* START DATA PROVIDED *

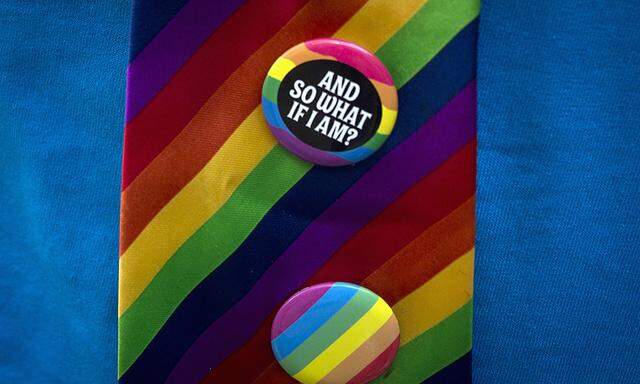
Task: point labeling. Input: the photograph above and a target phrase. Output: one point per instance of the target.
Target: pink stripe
(283, 320)
(377, 366)
(353, 55)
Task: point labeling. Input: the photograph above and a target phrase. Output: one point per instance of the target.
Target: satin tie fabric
(220, 224)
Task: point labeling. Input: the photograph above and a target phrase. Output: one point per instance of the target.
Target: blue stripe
(330, 303)
(272, 114)
(148, 19)
(445, 76)
(458, 372)
(354, 155)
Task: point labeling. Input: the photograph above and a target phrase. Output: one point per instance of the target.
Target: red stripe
(165, 116)
(374, 369)
(185, 156)
(427, 202)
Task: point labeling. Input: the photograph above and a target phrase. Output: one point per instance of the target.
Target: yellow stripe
(214, 184)
(383, 17)
(387, 121)
(192, 206)
(280, 68)
(346, 344)
(436, 300)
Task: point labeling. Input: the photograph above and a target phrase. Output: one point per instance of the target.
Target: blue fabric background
(557, 270)
(557, 295)
(62, 79)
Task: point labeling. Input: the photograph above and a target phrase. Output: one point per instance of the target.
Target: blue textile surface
(62, 84)
(557, 267)
(557, 296)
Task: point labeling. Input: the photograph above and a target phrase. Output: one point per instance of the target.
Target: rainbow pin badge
(330, 102)
(335, 333)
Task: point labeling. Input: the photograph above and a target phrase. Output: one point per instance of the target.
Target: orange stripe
(365, 354)
(429, 253)
(180, 161)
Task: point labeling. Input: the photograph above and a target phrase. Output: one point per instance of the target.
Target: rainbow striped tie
(220, 224)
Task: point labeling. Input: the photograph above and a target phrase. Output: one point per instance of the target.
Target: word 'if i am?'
(332, 113)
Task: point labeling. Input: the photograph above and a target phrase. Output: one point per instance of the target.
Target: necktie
(220, 225)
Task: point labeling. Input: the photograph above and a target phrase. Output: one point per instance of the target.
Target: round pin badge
(335, 333)
(330, 102)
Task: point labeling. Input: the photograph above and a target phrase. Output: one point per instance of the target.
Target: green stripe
(376, 141)
(206, 250)
(227, 228)
(270, 89)
(425, 35)
(433, 350)
(329, 332)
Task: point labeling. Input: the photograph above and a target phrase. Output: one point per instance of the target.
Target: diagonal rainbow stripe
(348, 331)
(209, 200)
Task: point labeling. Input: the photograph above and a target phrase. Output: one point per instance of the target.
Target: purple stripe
(434, 142)
(154, 66)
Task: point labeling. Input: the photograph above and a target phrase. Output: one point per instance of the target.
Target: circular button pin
(335, 333)
(330, 102)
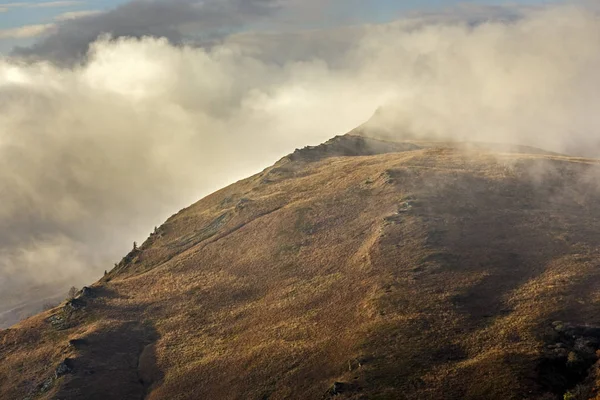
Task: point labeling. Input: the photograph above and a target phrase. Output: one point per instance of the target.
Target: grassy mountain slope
(358, 269)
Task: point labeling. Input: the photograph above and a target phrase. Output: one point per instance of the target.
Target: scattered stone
(77, 342)
(339, 388)
(64, 368)
(86, 292)
(76, 304)
(46, 385)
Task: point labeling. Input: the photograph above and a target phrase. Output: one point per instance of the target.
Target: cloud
(27, 31)
(93, 155)
(76, 15)
(139, 18)
(47, 4)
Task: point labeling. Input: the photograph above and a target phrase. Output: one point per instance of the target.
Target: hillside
(357, 269)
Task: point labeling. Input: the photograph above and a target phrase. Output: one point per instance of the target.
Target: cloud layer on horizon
(93, 155)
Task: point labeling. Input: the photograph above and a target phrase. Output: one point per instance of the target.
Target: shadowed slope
(358, 269)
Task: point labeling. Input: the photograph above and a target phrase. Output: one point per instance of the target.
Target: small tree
(72, 293)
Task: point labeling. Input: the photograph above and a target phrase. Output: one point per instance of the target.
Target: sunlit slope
(359, 269)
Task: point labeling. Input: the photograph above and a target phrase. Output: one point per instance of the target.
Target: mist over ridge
(93, 154)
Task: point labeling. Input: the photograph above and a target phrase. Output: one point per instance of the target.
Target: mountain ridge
(358, 269)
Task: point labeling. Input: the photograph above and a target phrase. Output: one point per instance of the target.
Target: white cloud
(48, 4)
(93, 156)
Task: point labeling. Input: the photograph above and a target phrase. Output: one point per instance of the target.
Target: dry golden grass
(434, 271)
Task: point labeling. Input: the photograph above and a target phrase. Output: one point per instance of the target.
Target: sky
(103, 137)
(22, 22)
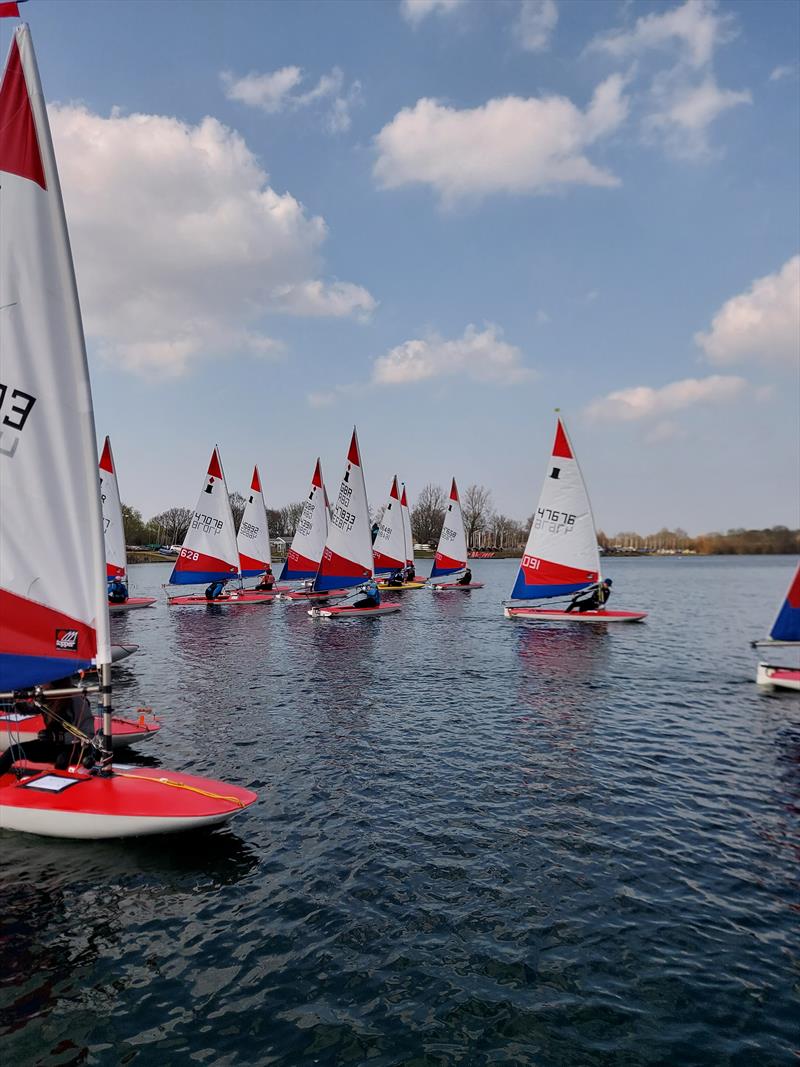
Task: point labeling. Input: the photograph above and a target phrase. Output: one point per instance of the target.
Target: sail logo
(66, 640)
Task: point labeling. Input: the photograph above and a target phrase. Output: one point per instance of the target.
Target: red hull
(230, 601)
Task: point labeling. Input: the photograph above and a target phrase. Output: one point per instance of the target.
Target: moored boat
(561, 556)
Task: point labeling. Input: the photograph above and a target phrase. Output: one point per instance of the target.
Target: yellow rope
(182, 785)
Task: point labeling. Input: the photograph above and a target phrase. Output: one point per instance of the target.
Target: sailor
(597, 596)
(268, 579)
(370, 595)
(56, 743)
(117, 590)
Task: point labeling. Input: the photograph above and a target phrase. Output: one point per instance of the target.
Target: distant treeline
(485, 528)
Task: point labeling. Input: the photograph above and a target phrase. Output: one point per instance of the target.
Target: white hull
(94, 827)
(779, 678)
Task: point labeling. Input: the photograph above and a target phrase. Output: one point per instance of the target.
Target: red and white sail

* END DATA PROVIDED *

## DIRECTIONS
Reproduce the material word for word. Any pictures should be left out of the copy.

## PROBLEM SOLUTION
Task: point labeling. Input: the photograph above and a target phrase. Output: one point per instance of the target.
Target: pink stripe
(283, 320)
(377, 366)
(353, 55)
Task: point labeling. Input: the photograph above and a target phrase. Output: one point per instance of the target.
Target: satin tie fabric
(220, 224)
Task: point labeling. Input: the photograph above and a target phrase. Output: one point per instance of the target.
Target: blue stripe
(330, 303)
(272, 114)
(148, 19)
(445, 76)
(458, 372)
(354, 155)
Task: point labeling. Input: the photograph above and a target phrase. Output: one point per instance of the target.
Target: red stripe
(165, 116)
(374, 369)
(185, 156)
(427, 202)
Task: point labeling. Input: the photograph above and a target phrase. Output: one point per instance of the target.
Target: yellow stripe
(214, 184)
(383, 17)
(387, 121)
(192, 206)
(280, 68)
(346, 344)
(436, 300)
Task: point labeling. Input: the photograph above and a target phrase. Output: one point per instance of the target.
Target: blue fabric background
(557, 270)
(557, 295)
(62, 79)
Task: point labeling. Input: the photograph above and a target phrase. Output: one point per instance of the target.
Target: blue textile surface
(62, 84)
(557, 267)
(557, 296)
Task: point labeling. Input: the photograph above and a target phrase. Output: one point per instance of the target.
Target: rainbow pin badge
(330, 102)
(335, 333)
Task: point labeling. Input: the photograph above and a target phrase. Output: one point per instance of the target.
Target: orange stripe
(365, 354)
(429, 253)
(180, 161)
Task: point labeling. Input: the photograph above and a target phrase. Output: one point per instance of the target.
Target: rainbow striped tie
(220, 224)
Task: point labeling. Input: the photograph above and a target phrase. Output: one point per instance of the target.
Target: word 'if i am?'
(332, 113)
Task: point labeling. Input: the photograph above and a target phrase. Output: one point per instance of the target.
Target: necktie
(220, 225)
Task: point labeling. Input: the photograph above and a target phrase. Output: one point per instance of the target.
Target: round pin badge
(335, 333)
(330, 102)
Task: point labeling. Input: the photograph above and a target phrase. Output: one point per instance of the target.
Target: green stripe
(376, 141)
(206, 250)
(227, 228)
(270, 89)
(425, 35)
(433, 350)
(329, 332)
Task: point labeling. Input: the photograph above and a target phrase. Output: one point per instance of the target.
Target: diagonal rainbow stripe
(348, 331)
(209, 200)
Task: point labeling. Input: the photograph above and a target phrase. Output: one point per instance of the target.
Target: purple stripe
(434, 142)
(154, 66)
Task: point labeling. Input: the photograph above and a target phrase. Output: one point per instance of the target.
Target: circular button pin
(335, 333)
(330, 102)
Task: point labeling. Input: the photograph above and a target phrase. Output: one point per instance of the target.
Target: grassy mountain slope
(358, 269)
Task: point labeling. Input: the photograph above and a target phrase. Output: one point per instance of the target.
Target: scattered stone
(77, 342)
(339, 388)
(64, 368)
(86, 292)
(76, 304)
(46, 385)
Task: point labeling. Input: the photograph above and a target phrase. Output: one point per instance of the target.
Target: cloud
(27, 31)
(93, 155)
(76, 15)
(139, 18)
(47, 4)
Task: point labeling. Input: the photograph above and a target phrase. Output: one point per instance of the target.
Target: hillside
(357, 269)
Task: point labeling. Input: the photograph above and a target phrase. Output: one point per instance of the target.
Target: cloud layer on horizon
(93, 155)
Task: point labeling. Input: the photograph above and a target phrase. Output: one point per instance of the target.
Target: shadowed slope
(358, 269)
Task: point labeling. Input: the photograph above and a target phrase. Output: one point per instance of the target.
Target: small tree
(72, 293)
Task: point labeling. Input: the photograph above and a target phrase. Output: one point per instance of the target.
Target: sunlit slope
(359, 269)
Task: point labeling. Input: the photograph above and a target phrase. Output: one point per instance of the target.
Target: mist over ridge
(93, 154)
Task: point labeling. Input: the photograph above and a target phrase. Output: one point per instance of the target.
Target: mountain ridge
(358, 269)
Task: point labeling. Input: the photograph above and a target phrase. Output: one point per instance of the target.
Target: white cloud
(48, 4)
(93, 156)
Task: point labeling. Input: the photograph above and a target phrase. Output: one point per instance of the target.
Target: dry golden grass
(434, 271)
Task: point labeling. Input: the photograph above and a target phrase. Output: one point per instance of the target.
Target: sky
(103, 137)
(22, 22)
Task: point labeling. Input: the photograph above and a target phrase. Output: one point per instance of the target.
Target: sail logo
(66, 640)
Task: point labeling. Input: the photograph above and a target phrase. Output: one point per instance of the target.
Target: red hull
(230, 601)
Task: point labeling. Input: the photograph above and a target phrase. Output: one point per instance of the target.
Target: moored boat
(561, 556)
Task: point labeling. Input: the photograph above and a target phrase. Output: one point per instance of the target.
Target: yellow rope
(182, 785)
Task: point labeling. Input: the photograph above and a target phrase. Output: one point per instance of the target.
Target: sailor
(597, 596)
(268, 579)
(370, 595)
(56, 743)
(117, 590)
Task: point labeling. Input: the photograph above and a target phrase. Output: one point per instance of the target.
Target: distant treeline
(485, 528)
Task: point labeling. Input: the photograph above and a target phrase. Output: one point per instance of the target.
Target: white hull
(94, 827)
(779, 678)
Task: point labeling. Input: the photograph above and a target phrase. Output: one point per instance of the target.
Target: red and white sail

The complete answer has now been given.